● Requirement
All of the records that follow need to be copied word for word, without the pictures.

*** Supplied records Section Begins ***

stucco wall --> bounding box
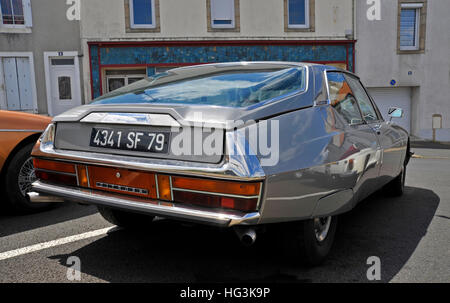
[80,0,354,40]
[356,0,450,140]
[0,0,82,114]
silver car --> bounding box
[30,62,410,265]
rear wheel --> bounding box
[97,206,155,228]
[386,165,406,197]
[283,216,338,266]
[386,145,409,197]
[3,142,52,213]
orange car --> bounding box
[0,110,53,212]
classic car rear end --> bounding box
[30,62,410,265]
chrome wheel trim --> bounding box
[18,157,36,196]
[314,216,332,242]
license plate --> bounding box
[90,127,170,153]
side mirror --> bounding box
[388,107,404,120]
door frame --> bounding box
[44,51,82,116]
[0,51,38,113]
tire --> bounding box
[97,206,155,228]
[386,147,408,197]
[3,142,52,213]
[283,216,338,266]
[386,165,406,197]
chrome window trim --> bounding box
[80,112,181,127]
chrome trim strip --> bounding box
[80,112,181,127]
[32,181,260,227]
[155,174,160,199]
[256,183,263,209]
[0,129,44,132]
[75,166,80,186]
[35,168,77,177]
[85,165,90,187]
[169,176,174,201]
[171,187,260,200]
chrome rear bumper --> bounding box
[31,181,260,227]
[28,191,64,203]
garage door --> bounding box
[367,87,411,133]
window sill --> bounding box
[285,27,314,32]
[125,27,160,33]
[397,49,425,55]
[0,27,32,34]
[207,27,240,33]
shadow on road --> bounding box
[50,186,439,283]
[0,203,98,237]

*** Supplied records Section Ends ***

● Solved problem
stucco wall --> bounding box
[80,0,354,40]
[356,0,450,140]
[0,0,82,114]
silver car --> bounding box
[30,62,410,265]
rear wheel --> bounding box
[97,206,155,228]
[386,165,406,197]
[283,216,338,266]
[386,145,409,197]
[3,142,52,213]
orange car --> bounding box
[0,110,53,212]
classic car rear end --> bounding box
[30,62,410,265]
chrome wheel trim --> bounding box
[18,157,36,196]
[314,216,332,242]
license plate --> bounding box
[90,127,170,153]
side mirror --> bounding box
[388,107,404,120]
door frame --> bounding box
[44,51,82,116]
[0,51,38,113]
tire --> bounding box
[97,206,155,228]
[386,147,408,197]
[3,142,52,213]
[283,216,338,266]
[386,165,406,197]
chrome window trim --> bounding box
[80,112,181,127]
chrome trim strip --> bounding box
[80,112,181,127]
[32,181,260,227]
[155,174,160,199]
[256,183,263,209]
[0,129,44,132]
[75,166,80,186]
[35,168,77,177]
[85,165,90,187]
[169,176,174,201]
[171,187,260,200]
chrome rear bumper --> bounding box
[31,181,260,227]
[28,191,64,203]
garage door --> bounding box
[367,87,411,133]
window sill --> bounding box
[285,27,314,32]
[125,27,160,33]
[397,49,425,55]
[0,27,32,34]
[207,27,240,33]
shadow on road --> bounding box
[50,186,439,283]
[0,203,98,237]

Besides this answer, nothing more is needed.